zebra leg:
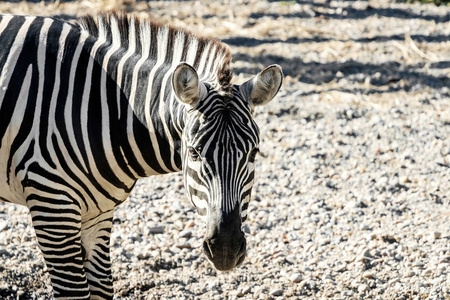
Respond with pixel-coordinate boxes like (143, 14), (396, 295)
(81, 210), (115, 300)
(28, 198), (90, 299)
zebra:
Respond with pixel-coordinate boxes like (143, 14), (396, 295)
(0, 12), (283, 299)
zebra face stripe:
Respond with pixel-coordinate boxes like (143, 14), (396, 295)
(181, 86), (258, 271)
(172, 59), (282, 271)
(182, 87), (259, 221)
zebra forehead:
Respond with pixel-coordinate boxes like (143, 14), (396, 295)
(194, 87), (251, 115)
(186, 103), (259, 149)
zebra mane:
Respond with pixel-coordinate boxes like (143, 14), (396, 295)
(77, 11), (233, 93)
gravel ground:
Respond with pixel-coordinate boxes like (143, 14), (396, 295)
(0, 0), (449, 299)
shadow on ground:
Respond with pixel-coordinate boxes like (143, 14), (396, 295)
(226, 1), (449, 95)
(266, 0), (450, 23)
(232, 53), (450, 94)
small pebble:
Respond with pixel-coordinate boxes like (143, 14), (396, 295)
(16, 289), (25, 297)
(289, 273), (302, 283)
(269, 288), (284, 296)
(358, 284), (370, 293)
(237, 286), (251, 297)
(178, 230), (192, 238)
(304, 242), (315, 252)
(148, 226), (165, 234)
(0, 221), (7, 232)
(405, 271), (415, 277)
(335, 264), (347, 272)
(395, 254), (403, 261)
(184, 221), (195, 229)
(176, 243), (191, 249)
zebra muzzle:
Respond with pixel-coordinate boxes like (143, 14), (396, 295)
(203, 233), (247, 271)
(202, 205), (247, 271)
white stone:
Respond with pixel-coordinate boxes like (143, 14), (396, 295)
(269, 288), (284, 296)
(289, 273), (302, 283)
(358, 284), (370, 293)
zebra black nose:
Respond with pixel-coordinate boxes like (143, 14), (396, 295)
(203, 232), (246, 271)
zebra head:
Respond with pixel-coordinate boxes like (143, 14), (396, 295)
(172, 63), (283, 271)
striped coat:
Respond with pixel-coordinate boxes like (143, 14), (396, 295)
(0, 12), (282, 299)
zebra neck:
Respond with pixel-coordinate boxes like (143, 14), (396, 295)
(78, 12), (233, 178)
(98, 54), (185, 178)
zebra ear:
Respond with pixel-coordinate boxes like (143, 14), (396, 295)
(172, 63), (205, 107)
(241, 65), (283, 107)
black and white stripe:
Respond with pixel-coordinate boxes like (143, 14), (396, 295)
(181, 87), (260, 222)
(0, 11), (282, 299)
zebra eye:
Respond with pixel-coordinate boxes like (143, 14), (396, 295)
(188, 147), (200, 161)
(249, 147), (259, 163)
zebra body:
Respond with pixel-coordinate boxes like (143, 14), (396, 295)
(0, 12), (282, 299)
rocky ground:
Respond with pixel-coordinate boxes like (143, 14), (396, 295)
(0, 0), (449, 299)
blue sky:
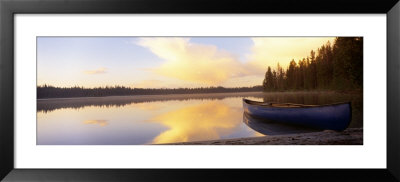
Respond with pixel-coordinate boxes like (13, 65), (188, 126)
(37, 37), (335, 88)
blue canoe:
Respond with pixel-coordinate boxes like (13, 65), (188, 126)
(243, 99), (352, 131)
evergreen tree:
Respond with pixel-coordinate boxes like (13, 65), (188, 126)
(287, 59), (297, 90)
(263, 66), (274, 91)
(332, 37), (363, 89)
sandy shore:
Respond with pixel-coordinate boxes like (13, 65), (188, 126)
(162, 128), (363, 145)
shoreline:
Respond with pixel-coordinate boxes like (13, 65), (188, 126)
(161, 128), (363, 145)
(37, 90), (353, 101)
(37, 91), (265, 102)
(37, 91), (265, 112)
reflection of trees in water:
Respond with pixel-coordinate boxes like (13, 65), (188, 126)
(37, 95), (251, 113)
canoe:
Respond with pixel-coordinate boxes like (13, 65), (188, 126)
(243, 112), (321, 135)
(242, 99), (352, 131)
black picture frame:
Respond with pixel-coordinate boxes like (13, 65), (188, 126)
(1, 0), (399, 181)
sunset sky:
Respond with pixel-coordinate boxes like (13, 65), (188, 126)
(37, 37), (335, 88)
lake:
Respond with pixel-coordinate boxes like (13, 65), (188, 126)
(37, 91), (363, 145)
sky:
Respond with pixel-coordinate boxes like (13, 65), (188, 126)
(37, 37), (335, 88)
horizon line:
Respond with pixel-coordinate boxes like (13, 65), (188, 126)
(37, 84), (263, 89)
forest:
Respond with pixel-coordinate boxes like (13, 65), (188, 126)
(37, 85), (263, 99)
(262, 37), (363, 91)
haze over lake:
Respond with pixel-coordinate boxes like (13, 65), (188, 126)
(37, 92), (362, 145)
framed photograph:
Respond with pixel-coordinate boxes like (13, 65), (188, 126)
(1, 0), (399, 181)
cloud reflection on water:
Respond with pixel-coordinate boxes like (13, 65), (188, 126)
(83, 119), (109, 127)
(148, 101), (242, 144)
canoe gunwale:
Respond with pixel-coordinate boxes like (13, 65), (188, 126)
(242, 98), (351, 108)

----------

● **Your goal**
Every word of the data should be reproduced exactly; please omit any pictures.

● **Response to this task**
zebra leg:
Respond with pixel-coordinate boxes like (143, 14), (396, 295)
(81, 210), (115, 300)
(28, 198), (90, 299)
zebra:
Respond with pixel-coordinate boxes like (143, 14), (396, 295)
(0, 12), (283, 299)
zebra face stripe:
Respond with pixel-coordinate boxes like (143, 14), (396, 295)
(181, 86), (258, 271)
(172, 59), (282, 271)
(182, 87), (259, 221)
zebra forehead:
Respond with pixel-coordinate boxes like (143, 14), (396, 295)
(194, 87), (251, 115)
(186, 103), (259, 149)
zebra mane:
Respond with pixel-coordinate boxes like (143, 14), (396, 295)
(77, 11), (233, 93)
gravel ground:
Respond with pixel-coordinate boxes like (143, 14), (396, 295)
(0, 0), (449, 299)
shadow on ground:
Respond with pixel-coordinate boxes like (143, 14), (396, 295)
(226, 1), (449, 95)
(266, 0), (450, 23)
(232, 53), (450, 94)
small pebble:
Respond with pixel-coordinate boxes like (143, 14), (396, 295)
(16, 289), (25, 297)
(289, 273), (302, 283)
(269, 288), (284, 296)
(358, 284), (370, 293)
(237, 286), (251, 297)
(178, 230), (192, 238)
(304, 242), (315, 252)
(148, 226), (165, 234)
(0, 221), (7, 232)
(405, 271), (415, 277)
(335, 264), (347, 272)
(395, 254), (403, 261)
(184, 221), (195, 229)
(176, 243), (191, 249)
zebra muzzle:
Respond with pixel-coordinate boxes like (143, 14), (396, 295)
(203, 233), (247, 271)
(202, 205), (247, 271)
white stone:
Respond with pixel-coordinate boxes like (143, 14), (396, 295)
(269, 288), (284, 296)
(289, 273), (302, 283)
(358, 284), (370, 293)
zebra black nose:
Respond with pixel-coordinate boxes like (143, 14), (396, 295)
(203, 232), (246, 271)
zebra head:
Respond with pixel-coordinate boxes like (143, 14), (396, 295)
(172, 63), (283, 271)
striped coat:
Respond with pixel-coordinate boxes like (143, 14), (396, 295)
(0, 12), (282, 299)
zebra neck:
Respond with pixel-coordinate boxes like (143, 14), (396, 295)
(78, 12), (233, 178)
(98, 54), (185, 178)
zebra ear:
Respond with pixel-coordinate boxes like (143, 14), (396, 295)
(172, 63), (205, 107)
(241, 65), (283, 107)
black and white stripe:
Respond with pixel-coordinate boxes like (143, 14), (396, 295)
(181, 87), (260, 222)
(0, 11), (282, 299)
zebra eye:
Respond with pixel-coordinate boxes like (143, 14), (396, 295)
(188, 147), (200, 161)
(249, 147), (259, 163)
zebra body:
Respond with pixel-coordinate boxes like (143, 14), (396, 295)
(0, 12), (282, 299)
rocky ground:
Respond with pixel-coordinate boxes like (143, 14), (396, 295)
(0, 0), (449, 299)
blue sky:
Respond with pixel-coordinate boxes like (13, 65), (188, 126)
(37, 37), (335, 88)
blue canoe:
Respond with pixel-coordinate boxes like (13, 65), (188, 126)
(243, 99), (352, 131)
evergreen tree:
Respond with pixel-coordinate boxes like (13, 65), (188, 126)
(287, 59), (297, 90)
(263, 66), (274, 91)
(332, 37), (363, 89)
sandy shore:
Respond with pixel-coordinate boxes like (13, 65), (188, 126)
(162, 128), (363, 145)
shoreline:
Respond with pixel-coordinate boxes like (13, 65), (188, 126)
(161, 128), (363, 145)
(37, 90), (353, 101)
(37, 91), (265, 102)
(37, 91), (265, 112)
reflection of trees in water:
Respond with pixel-coordinate boxes like (13, 65), (188, 126)
(37, 95), (251, 113)
canoe:
Respond with pixel-coordinate boxes like (13, 65), (188, 126)
(243, 112), (321, 135)
(242, 99), (352, 131)
black picture frame:
Respond with pixel-coordinate boxes like (13, 65), (188, 126)
(1, 0), (399, 181)
sunset sky:
Respond with pixel-coordinate boxes like (13, 65), (188, 126)
(37, 37), (335, 88)
lake:
Respond with pixel-coordinate boxes like (13, 65), (188, 126)
(37, 91), (363, 145)
sky:
Respond with pixel-coordinate boxes like (13, 65), (188, 126)
(37, 37), (335, 88)
horizon line:
Respond with pixel-coordinate boxes like (13, 65), (188, 126)
(37, 84), (263, 89)
forest:
Respond with pixel-coordinate boxes like (13, 65), (188, 126)
(37, 85), (263, 99)
(262, 37), (363, 91)
haze over lake:
Respond with pixel-coordinate boxes like (13, 65), (188, 126)
(37, 92), (362, 145)
framed photograph:
Respond with pixel-coordinate boxes like (13, 65), (188, 126)
(1, 0), (399, 181)
cloud reflection on water:
Respond with pixel-coordinate boxes like (13, 65), (188, 126)
(83, 119), (109, 127)
(148, 101), (242, 144)
canoe gunwale:
Respond with pixel-coordinate boxes like (13, 65), (188, 126)
(242, 98), (351, 108)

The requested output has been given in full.